• Objective: Pick out every line of the data below that contains the string "fuselage", and copy each one in full. Matching is case-sensitive.

• Dataset content:
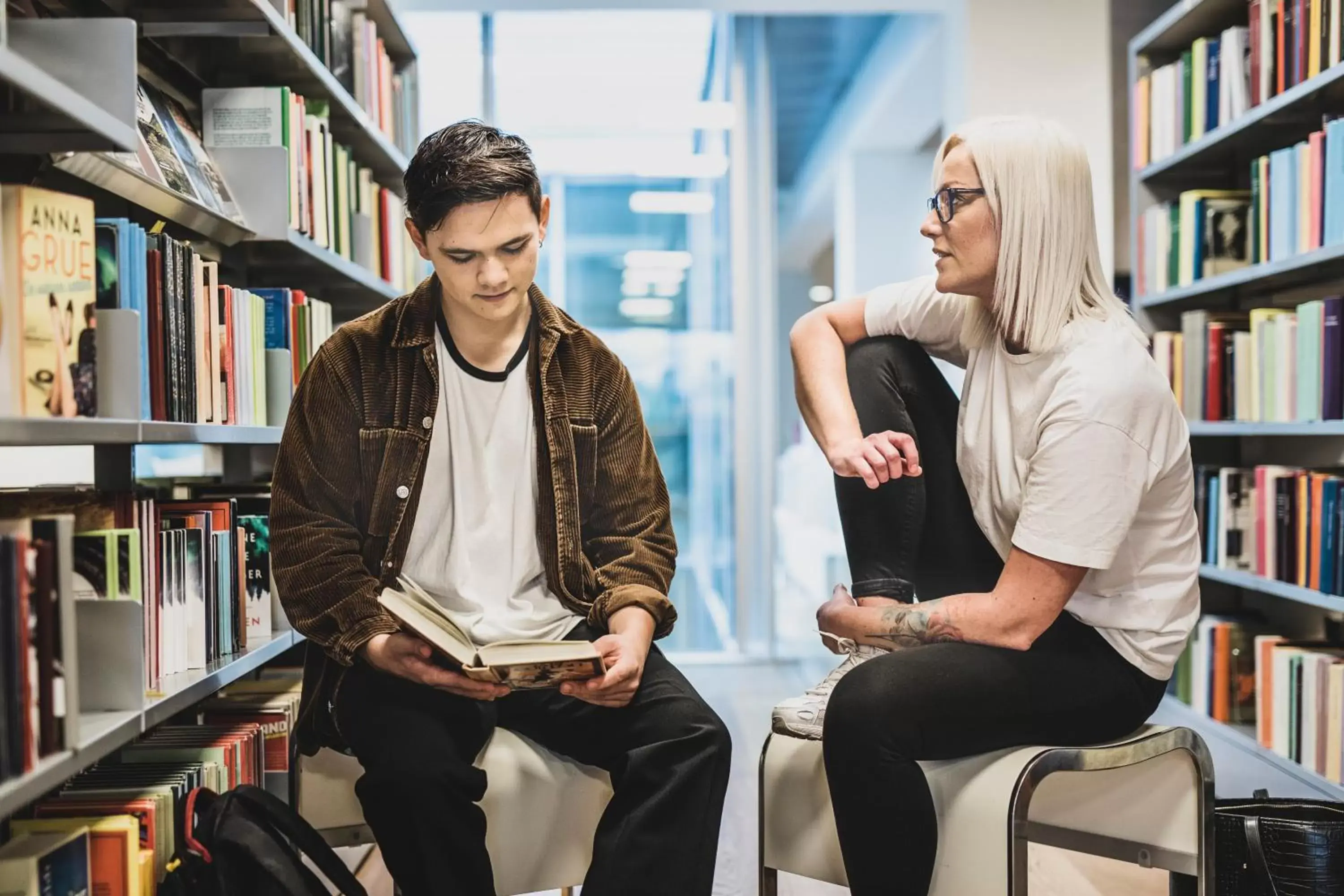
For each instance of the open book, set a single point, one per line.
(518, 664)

...

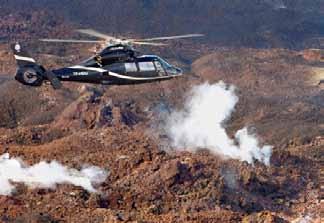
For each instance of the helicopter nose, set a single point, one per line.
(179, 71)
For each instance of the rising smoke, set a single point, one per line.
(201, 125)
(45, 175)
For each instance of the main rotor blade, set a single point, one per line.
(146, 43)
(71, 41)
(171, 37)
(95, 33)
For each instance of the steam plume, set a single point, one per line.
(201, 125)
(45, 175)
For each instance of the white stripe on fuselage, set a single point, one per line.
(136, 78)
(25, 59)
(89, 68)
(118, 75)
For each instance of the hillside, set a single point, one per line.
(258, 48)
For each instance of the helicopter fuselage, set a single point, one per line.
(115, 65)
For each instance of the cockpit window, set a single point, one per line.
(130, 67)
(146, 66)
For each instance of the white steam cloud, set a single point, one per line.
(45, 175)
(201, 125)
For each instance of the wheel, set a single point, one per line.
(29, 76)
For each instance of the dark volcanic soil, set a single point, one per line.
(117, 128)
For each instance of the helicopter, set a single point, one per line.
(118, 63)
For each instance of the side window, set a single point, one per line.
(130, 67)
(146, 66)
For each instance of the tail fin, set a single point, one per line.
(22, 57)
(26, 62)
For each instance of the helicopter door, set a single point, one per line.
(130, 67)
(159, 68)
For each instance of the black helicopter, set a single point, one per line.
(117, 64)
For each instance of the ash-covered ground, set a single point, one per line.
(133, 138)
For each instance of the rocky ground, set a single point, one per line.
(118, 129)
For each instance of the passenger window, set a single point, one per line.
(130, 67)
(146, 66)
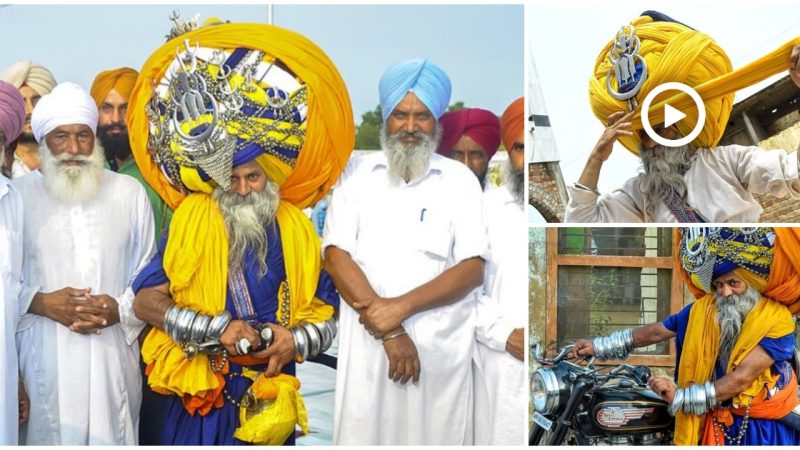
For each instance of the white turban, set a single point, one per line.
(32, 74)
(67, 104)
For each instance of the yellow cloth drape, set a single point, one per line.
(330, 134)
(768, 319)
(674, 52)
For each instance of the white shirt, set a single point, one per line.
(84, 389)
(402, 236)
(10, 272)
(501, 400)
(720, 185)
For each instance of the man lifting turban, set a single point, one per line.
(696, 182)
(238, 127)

• Exercise output:
For each instance of the white stripe on fuselage, set a single point, one per line.
For each instance of the helicopter fuselage, set a single point, one per line.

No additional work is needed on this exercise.